[Bonus] Libre à vous : Les Blockchains
S01:E11

[Bonus] Libre à vous : Les Blockchains

Episode description

Cet épisode bonus est extrait de l’émission n°231 de “Libre à Vous” de l’April, diffusée le mardi 14 janvier 2025 sur Radio Cause Commune (sur cause-commune.fm et 93.1 FM en Île-de-France). La transcription complète de l’émission est disponible sur le site Libre à lire.

“Libre à Vous” est une émission dédiée à la promotion et à la défense du logiciel libre, diffusée chaque mardi de 15h30 à 17h00.

Aujourd’hui nous parlerons de Blockchains.

Liens :

Download transcript (.srt)
0:02

[Générique] Libre à vous

0:04

L'émission pour comprendre et agir avec l'April

0:07

L'association de promotion et de défense du Logiciel Libre.

§ **Données extraites**
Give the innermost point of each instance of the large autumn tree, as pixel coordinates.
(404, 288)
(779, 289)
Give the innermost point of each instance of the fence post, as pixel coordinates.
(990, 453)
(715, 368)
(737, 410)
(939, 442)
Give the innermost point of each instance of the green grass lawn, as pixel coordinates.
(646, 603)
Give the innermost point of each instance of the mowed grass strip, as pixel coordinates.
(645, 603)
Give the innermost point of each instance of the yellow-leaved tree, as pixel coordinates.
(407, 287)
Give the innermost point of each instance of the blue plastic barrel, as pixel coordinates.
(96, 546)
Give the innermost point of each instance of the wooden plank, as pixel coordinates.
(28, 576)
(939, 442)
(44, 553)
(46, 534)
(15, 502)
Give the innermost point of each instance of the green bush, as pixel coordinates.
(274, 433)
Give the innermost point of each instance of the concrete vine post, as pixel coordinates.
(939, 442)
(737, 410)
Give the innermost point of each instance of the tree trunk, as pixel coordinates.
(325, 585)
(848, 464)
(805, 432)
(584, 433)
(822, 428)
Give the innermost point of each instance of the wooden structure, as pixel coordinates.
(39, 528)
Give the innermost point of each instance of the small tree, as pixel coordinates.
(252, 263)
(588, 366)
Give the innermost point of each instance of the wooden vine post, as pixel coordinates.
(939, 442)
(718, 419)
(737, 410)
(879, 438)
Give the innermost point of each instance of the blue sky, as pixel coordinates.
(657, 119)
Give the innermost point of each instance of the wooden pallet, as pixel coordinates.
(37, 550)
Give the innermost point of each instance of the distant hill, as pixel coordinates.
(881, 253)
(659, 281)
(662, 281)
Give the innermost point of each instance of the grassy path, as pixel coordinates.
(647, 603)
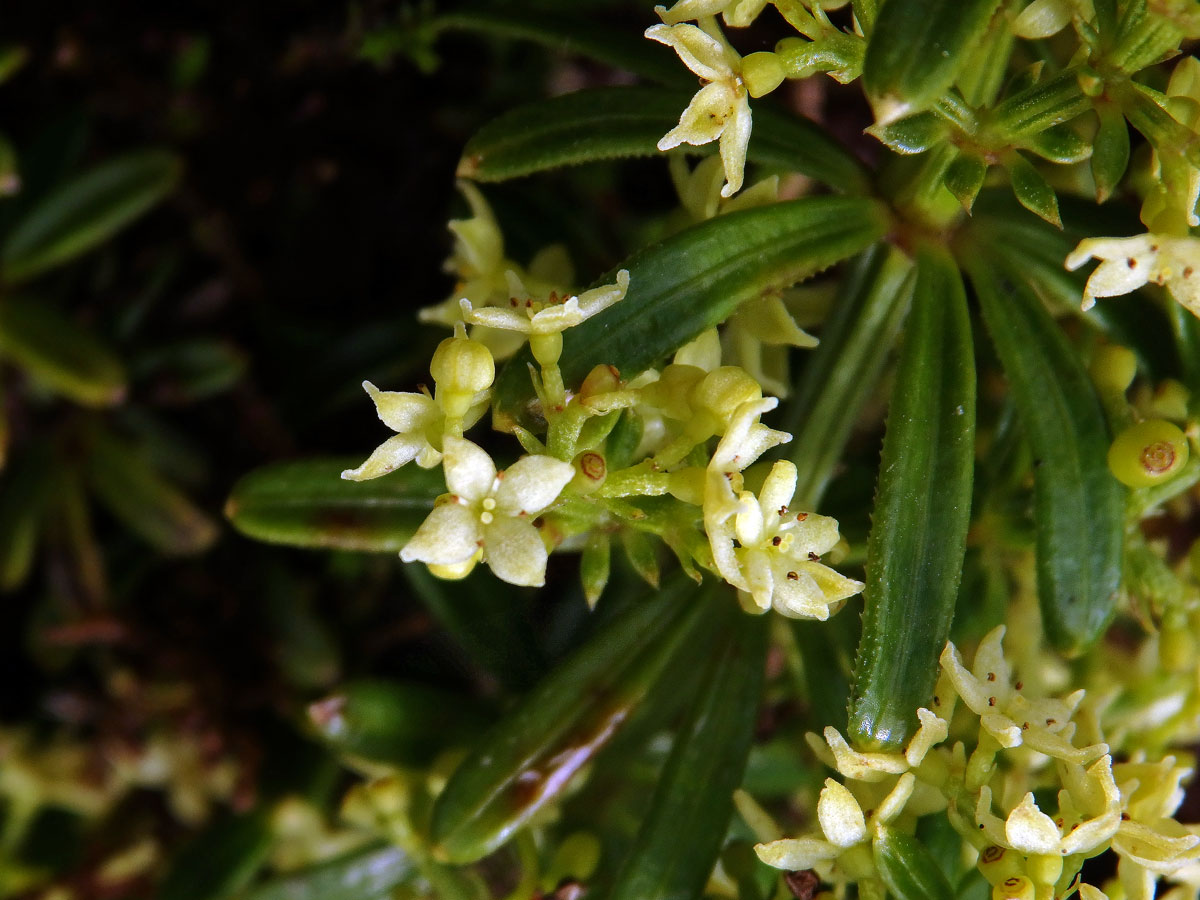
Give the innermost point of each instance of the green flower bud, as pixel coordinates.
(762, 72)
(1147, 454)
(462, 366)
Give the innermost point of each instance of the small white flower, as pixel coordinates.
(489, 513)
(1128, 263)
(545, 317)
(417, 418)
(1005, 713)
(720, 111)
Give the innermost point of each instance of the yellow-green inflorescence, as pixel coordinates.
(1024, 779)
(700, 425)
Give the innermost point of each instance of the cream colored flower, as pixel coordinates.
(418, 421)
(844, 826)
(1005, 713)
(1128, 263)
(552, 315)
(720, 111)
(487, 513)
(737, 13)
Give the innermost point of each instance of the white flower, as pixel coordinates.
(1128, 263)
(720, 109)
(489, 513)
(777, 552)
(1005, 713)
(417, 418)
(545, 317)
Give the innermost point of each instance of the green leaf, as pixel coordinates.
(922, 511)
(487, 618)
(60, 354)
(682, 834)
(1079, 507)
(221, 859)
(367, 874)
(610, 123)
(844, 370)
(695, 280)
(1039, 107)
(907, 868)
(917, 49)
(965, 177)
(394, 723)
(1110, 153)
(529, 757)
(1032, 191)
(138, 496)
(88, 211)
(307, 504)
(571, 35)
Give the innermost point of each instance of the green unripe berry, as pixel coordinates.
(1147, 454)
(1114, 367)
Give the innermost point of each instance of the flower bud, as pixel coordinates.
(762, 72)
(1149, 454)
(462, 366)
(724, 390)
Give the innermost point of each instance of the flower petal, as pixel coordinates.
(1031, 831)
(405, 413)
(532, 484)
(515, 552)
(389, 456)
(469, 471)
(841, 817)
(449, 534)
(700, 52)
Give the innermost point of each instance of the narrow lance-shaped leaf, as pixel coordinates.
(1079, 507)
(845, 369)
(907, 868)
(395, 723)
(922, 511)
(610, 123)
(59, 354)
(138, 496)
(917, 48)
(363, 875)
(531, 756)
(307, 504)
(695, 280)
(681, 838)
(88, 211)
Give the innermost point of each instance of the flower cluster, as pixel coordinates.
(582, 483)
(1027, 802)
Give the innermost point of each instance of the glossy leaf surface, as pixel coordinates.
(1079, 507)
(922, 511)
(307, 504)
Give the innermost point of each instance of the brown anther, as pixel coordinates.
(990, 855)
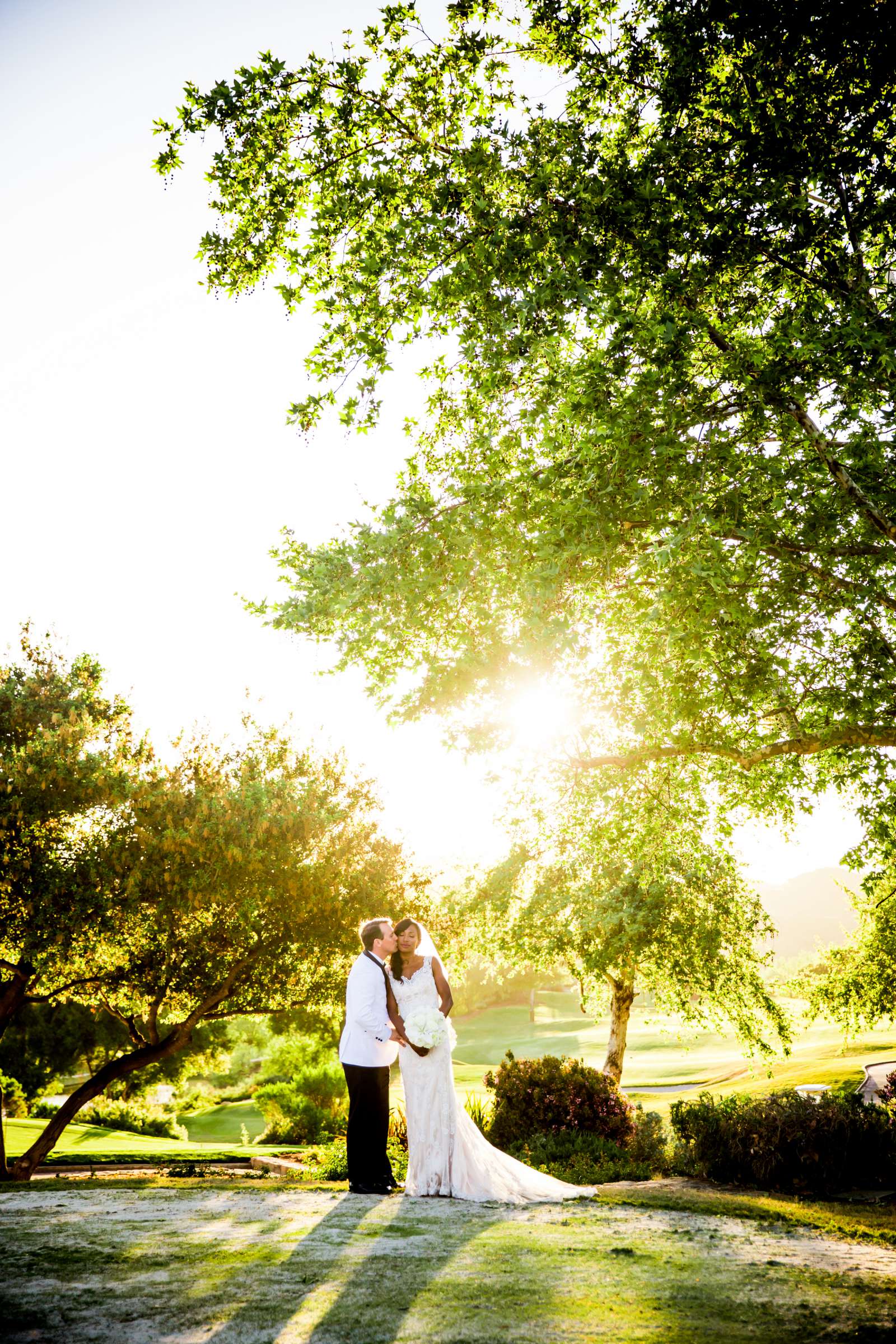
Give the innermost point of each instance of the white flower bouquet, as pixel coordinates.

§ **Énoncé**
Recopiez intégralement la page de l'épisode consacré aux blockchains, sans rien y changer.

§ **Réponse complète**
[Bonus] Libre à vous : Les Blockchains
S01:E11

[Bonus] Libre à vous : Les Blockchains

Episode description

Cet épisode bonus est extrait de l’émission n°231 de “Libre à Vous” de l’April, diffusée le mardi 14 janvier 2025 sur Radio Cause Commune (sur cause-commune.fm et 93.1 FM en Île-de-France). La transcription complète de l’émission est disponible sur le site Libre à lire.

“Libre à Vous” est une émission dédiée à la promotion et à la défense du logiciel libre, diffusée chaque mardi de 15h30 à 17h00.

Aujourd’hui nous parlerons de Blockchains.

Liens :

Download transcript (.srt)
0:02

[Générique] Libre à vous

0:04

L'émission pour comprendre et agir avec l'April

0:07

L'association de promotion et de défense du Logiciel Libre.